### TASK TO CARRY OUT
Copy every line of the data below word for word, and leave out the pictures.

### ENTRIES SHOWN
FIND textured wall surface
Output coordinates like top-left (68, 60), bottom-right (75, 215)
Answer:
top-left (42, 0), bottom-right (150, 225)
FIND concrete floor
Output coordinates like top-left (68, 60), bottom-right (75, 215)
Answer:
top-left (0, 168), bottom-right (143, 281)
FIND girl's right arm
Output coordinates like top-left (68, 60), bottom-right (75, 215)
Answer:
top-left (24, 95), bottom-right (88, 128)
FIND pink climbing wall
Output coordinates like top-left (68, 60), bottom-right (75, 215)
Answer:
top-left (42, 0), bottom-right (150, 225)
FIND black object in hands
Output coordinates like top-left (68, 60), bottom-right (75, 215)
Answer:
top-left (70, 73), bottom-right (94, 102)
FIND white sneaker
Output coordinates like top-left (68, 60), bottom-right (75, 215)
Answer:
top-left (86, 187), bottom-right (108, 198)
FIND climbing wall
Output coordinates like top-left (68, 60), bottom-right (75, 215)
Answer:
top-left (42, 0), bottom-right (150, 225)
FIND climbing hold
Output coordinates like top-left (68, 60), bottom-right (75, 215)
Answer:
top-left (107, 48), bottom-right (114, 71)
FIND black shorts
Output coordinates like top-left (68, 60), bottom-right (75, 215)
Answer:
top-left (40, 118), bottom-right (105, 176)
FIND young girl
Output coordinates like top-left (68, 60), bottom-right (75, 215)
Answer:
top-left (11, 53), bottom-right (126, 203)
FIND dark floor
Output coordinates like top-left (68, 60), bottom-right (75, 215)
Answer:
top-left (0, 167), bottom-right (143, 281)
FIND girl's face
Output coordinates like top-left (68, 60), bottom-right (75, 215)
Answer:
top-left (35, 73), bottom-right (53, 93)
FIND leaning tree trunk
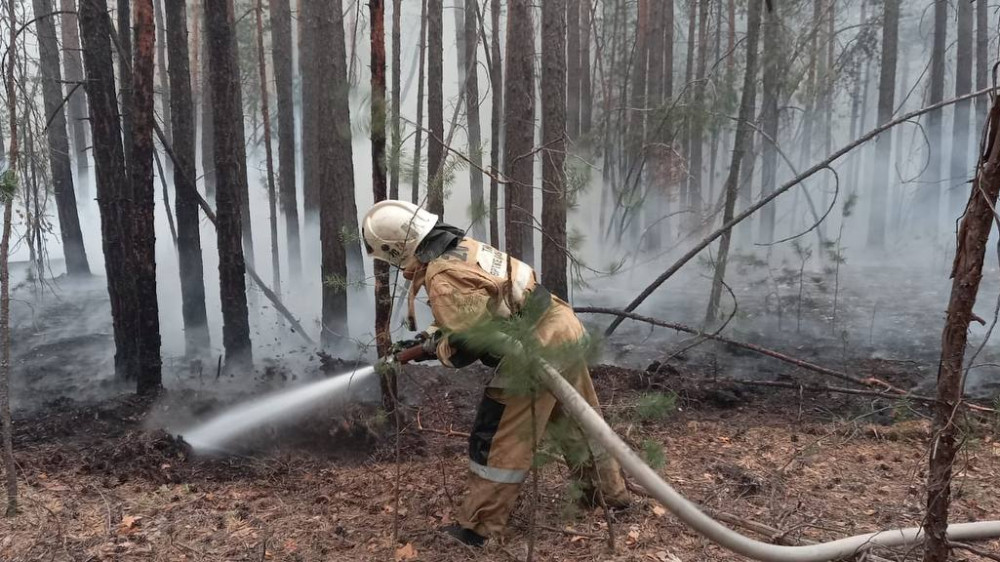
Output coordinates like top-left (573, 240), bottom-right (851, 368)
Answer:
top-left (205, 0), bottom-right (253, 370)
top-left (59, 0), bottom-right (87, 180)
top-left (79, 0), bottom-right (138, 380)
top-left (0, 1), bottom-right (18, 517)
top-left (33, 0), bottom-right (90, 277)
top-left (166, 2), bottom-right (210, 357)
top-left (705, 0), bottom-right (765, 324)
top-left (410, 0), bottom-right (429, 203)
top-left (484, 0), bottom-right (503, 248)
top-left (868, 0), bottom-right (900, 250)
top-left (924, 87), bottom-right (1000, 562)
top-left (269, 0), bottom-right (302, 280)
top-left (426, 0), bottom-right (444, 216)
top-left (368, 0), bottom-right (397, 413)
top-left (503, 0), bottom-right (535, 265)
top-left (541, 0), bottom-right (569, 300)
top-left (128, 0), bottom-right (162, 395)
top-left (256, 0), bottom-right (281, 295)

### COMPLETE OUTPUT
FIND textured wall surface
Output coordinates like top-left (68, 60), bottom-right (75, 215)
Answer:
top-left (42, 0), bottom-right (150, 225)
FIND concrete floor
Output coordinates like top-left (68, 60), bottom-right (75, 215)
Answer:
top-left (0, 168), bottom-right (143, 281)
FIND girl's right arm
Output coordinates like top-left (68, 60), bottom-right (75, 215)
Answer:
top-left (24, 95), bottom-right (88, 128)
FIND pink climbing wall
Output coordinates like top-left (68, 60), bottom-right (75, 215)
Answer:
top-left (42, 0), bottom-right (150, 225)
FIND black object in hands
Output coordinates like top-left (68, 60), bottom-right (75, 215)
Answer:
top-left (70, 73), bottom-right (94, 102)
FIND white sneaker
Output coordinates like top-left (68, 60), bottom-right (75, 215)
Answer:
top-left (86, 187), bottom-right (108, 198)
FIND climbing wall
Output coordinates like top-left (68, 60), bottom-right (75, 215)
Answer:
top-left (42, 0), bottom-right (150, 225)
FIND climbing hold
Output coordinates like top-left (68, 60), bottom-right (75, 215)
Answer:
top-left (107, 48), bottom-right (114, 71)
FIND black shorts
Output coordinates like top-left (68, 60), bottom-right (75, 215)
Answer:
top-left (40, 118), bottom-right (105, 176)
FIND young girl
Output coordinates like top-left (68, 60), bottom-right (75, 215)
Answer:
top-left (11, 53), bottom-right (126, 203)
FIND dark floor
Output coordinates like top-left (68, 60), bottom-right (75, 215)
Answer:
top-left (0, 167), bottom-right (143, 281)
FIND girl's face
Output coordinates like top-left (68, 60), bottom-right (75, 215)
Answer:
top-left (35, 73), bottom-right (53, 93)
FIND leaning tree trunk
Output coordinates like top-left (573, 240), bottom-right (851, 368)
Answer:
top-left (205, 0), bottom-right (253, 370)
top-left (59, 0), bottom-right (87, 180)
top-left (79, 0), bottom-right (138, 380)
top-left (0, 1), bottom-right (18, 517)
top-left (33, 0), bottom-right (90, 277)
top-left (166, 2), bottom-right (210, 357)
top-left (705, 0), bottom-right (765, 324)
top-left (410, 0), bottom-right (429, 203)
top-left (484, 0), bottom-right (503, 248)
top-left (868, 0), bottom-right (900, 250)
top-left (924, 87), bottom-right (1000, 562)
top-left (269, 0), bottom-right (302, 280)
top-left (426, 0), bottom-right (444, 216)
top-left (368, 0), bottom-right (397, 413)
top-left (503, 0), bottom-right (535, 265)
top-left (541, 0), bottom-right (569, 300)
top-left (128, 0), bottom-right (162, 395)
top-left (256, 0), bottom-right (281, 295)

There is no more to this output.